* Problem to work on *
The full set of entries needs to be reproduced exactly.

* Dataset entries *
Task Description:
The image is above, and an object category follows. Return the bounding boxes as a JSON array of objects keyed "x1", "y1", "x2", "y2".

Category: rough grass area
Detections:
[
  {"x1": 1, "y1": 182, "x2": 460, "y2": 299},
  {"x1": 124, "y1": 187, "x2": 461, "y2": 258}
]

* Task solution *
Task Description:
The image is above, and an object category follows. Return the bounding boxes as a JSON array of objects keyed "x1", "y1", "x2", "y2".

Category: rough grass area
Detections:
[
  {"x1": 1, "y1": 182, "x2": 460, "y2": 299},
  {"x1": 124, "y1": 187, "x2": 461, "y2": 258}
]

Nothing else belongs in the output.